#### [WHAT YOU ARE ASKED TO DO]
Can you continue the account of Justice Campbell's dealings with Seward over Fort Sumter, picking up after its last line?

#### [QUOTED PASSAGE]
---
By March 30, Fort Sumter had still not been evacuated and Campbell returned to Seward, this time alone, since Justice Nelson had left Washington. Seward promised to answer on April 1 and at another meeting on that date delivered a message which,. according to Campbell's later account, Seward said came from President Lincoln. Seward told Campbell that Lincoln might wish to resupply Sumter, a possibility Seward pooh-poohed, but that this would not be undertaken without notice to the Governor of South Carolina. The Commissioners continued to hold back.

By April 5th, however, President Lincoln had secretly ordered a fleet to Charleston to supply Fort Sumter, with instructions to arrive by the morning of the 11th. Rumors of troop and vessel movements reached the Commissioners, and Campbell wrote to Seward on April 7, expressing his concern. Seward responded, "Faith kept as to Sumter, wait and see." This time, however, the Commissioners decided to press the demands of their March 12 note, and on April 8 were handed Seward's reply, dated March 15, refusing to see them. "Faith kept as to Sumter" proved to mean not that it would be surrendered, but that, as Seward had said on April 1, the Governor of South Carolina would be given prior notice of an attempt to resupply it; that notice was given on April 8 as well.

Three and a half days later, the fighting began. On April 17 Virginia seceded. Having written a lengthy account of his activities to Justice Nelson on April 15,[52] Campbell resigned as an Associate Justice of the Supreme Court on April 25 and headed South. Three weeks later, the Savannah received her commission.


Suppression of Evidence?
---
[Stored items]
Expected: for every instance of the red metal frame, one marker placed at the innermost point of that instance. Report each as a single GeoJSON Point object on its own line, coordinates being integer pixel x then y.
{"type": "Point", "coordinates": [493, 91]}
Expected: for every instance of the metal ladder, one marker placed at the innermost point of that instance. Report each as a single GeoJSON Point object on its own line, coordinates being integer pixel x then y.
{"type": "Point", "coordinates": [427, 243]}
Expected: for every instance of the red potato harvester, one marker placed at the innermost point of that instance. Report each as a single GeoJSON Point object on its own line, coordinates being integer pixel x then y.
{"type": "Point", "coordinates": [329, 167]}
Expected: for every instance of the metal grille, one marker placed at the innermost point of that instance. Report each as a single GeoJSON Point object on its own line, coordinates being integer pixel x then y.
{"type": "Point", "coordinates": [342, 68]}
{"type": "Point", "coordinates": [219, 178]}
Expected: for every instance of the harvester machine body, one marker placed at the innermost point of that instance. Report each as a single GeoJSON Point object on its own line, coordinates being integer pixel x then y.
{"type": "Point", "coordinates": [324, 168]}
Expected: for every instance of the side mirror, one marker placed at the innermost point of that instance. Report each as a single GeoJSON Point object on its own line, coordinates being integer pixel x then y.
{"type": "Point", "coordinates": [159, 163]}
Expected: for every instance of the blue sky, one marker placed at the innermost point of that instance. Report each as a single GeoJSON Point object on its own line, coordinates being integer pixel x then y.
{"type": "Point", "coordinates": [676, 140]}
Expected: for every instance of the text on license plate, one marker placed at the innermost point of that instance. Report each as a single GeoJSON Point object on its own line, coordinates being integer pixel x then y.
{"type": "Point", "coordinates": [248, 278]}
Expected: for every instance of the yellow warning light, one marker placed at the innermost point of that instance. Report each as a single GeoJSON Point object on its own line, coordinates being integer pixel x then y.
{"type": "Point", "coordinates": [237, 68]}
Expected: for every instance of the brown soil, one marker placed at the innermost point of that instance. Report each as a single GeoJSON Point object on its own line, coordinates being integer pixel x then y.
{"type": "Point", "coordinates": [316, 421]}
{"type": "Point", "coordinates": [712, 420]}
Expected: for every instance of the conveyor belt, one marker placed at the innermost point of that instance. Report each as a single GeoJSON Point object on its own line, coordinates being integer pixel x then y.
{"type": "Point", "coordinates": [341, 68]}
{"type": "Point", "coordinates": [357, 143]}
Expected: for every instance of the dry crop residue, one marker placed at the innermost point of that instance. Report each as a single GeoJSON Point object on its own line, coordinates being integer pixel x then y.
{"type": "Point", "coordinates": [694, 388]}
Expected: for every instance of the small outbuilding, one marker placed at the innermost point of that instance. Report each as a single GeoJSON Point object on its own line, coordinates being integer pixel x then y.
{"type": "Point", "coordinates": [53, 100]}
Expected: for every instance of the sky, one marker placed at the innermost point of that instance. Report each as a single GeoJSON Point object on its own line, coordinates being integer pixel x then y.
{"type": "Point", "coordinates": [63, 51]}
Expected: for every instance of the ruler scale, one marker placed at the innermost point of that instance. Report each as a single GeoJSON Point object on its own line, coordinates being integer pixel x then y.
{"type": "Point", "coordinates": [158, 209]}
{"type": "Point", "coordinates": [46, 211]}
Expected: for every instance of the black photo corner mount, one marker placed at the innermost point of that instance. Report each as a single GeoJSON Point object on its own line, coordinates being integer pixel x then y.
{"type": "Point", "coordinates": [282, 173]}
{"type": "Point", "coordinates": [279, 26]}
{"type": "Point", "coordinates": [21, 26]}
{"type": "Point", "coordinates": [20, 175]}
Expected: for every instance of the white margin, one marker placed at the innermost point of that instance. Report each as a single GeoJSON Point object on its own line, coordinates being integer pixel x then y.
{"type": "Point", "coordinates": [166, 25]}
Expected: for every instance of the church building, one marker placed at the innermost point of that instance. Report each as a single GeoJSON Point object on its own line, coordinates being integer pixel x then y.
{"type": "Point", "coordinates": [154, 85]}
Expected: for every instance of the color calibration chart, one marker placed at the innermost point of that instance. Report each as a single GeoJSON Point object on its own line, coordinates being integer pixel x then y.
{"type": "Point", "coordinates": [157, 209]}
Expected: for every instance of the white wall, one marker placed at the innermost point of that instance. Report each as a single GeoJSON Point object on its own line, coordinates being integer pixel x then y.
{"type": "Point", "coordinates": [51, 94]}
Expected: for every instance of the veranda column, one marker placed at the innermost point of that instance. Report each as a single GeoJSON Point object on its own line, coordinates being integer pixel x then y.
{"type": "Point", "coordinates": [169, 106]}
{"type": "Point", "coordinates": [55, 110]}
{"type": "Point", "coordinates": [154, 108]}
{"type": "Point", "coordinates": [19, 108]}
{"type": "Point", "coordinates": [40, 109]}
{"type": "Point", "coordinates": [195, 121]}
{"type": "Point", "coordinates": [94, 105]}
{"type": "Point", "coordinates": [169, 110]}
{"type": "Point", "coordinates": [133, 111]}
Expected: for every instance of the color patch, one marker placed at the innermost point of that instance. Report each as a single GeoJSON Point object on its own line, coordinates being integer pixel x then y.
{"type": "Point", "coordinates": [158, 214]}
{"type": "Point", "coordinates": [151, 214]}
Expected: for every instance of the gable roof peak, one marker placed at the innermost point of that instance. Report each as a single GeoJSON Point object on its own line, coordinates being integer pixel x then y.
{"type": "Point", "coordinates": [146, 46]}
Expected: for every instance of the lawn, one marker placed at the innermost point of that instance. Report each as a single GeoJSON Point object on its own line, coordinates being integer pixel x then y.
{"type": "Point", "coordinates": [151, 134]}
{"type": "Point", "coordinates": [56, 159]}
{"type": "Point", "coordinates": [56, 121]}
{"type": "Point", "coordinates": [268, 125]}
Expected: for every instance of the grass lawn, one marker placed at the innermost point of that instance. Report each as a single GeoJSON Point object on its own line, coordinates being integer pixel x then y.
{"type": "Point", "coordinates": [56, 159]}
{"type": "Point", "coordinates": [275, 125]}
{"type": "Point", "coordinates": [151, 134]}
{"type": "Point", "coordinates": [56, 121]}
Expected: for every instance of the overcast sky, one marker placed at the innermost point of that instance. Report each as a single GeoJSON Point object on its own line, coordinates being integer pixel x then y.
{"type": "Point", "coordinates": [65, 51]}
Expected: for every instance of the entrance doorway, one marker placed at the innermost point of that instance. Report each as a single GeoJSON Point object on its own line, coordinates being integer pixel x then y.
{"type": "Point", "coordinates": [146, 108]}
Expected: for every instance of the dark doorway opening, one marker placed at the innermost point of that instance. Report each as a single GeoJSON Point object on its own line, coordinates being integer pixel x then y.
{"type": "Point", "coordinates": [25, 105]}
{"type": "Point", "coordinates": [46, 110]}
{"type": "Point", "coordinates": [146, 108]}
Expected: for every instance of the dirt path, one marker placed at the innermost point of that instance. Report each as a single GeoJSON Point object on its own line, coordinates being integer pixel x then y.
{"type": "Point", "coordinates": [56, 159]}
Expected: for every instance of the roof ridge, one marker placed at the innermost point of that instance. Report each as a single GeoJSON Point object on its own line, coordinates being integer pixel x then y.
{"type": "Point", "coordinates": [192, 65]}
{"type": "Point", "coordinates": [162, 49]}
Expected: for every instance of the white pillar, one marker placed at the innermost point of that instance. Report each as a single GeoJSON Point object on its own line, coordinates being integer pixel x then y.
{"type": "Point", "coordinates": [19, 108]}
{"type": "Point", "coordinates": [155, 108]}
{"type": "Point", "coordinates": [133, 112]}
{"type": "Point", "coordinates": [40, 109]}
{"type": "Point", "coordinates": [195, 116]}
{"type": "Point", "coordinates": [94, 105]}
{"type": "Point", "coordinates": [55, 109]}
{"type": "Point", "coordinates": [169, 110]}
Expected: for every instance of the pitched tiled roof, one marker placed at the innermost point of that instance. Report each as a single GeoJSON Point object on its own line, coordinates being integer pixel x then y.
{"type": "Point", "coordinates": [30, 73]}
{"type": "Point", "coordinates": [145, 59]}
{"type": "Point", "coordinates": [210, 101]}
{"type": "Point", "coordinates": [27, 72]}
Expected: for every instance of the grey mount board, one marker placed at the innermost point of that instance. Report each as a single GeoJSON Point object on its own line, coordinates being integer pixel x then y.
---
#### [RESPONSE]
The evidence of Seward's negotiation with the Confederate Commissioners through Justices Campbell and Nelson, despite its deliberately unofficial character, was far more powerful proof of effective recognition of the Confederacy by the United States than the scattered recognitions of flags of truce and the form of surrender documents relied on by the defense at trial. Moreover, President Lincoln's involvement in these negotiations, and specifically the statement by Campbell that Seward spoke in President Lincoln's name on April 1, is confirmed in the biography of Lincoln by his long-time private secretary, John G. Nicolay, who quotes the President as saying that he "'told Mr. Seward he might say to Justice Campbell that I should not attempt to provision the fort without giving them notice.'"[53]

It seems at least arguable that Justice Nelson should have tendered himself as a defense witness if defense counsel were unaware of his personal knowledge of the negotiations. But the evidence is strong that defense counsel were aware. First, the whole of the Confederate government certainly knew, since on May 8, 1861 Jefferson Davis had given a full report of the negotiations to the Confederate Congress, including copies of Campbell's correspondence with Seward, which specifically described Justice Nelson's involvement.[54] Given Sullivan's lines of communication with the leaders of the Confederate government, he had every means of knowing what it knew. Secondly, and still more compelling, extracts of Campbell's correspondence with Seward, including portions naming Justice Nelson and describing his activities, were published in the New York Evening Post on May 17, 1861, along with an editorial characterizing Campbell as a "tool of rebels," traitor and spy.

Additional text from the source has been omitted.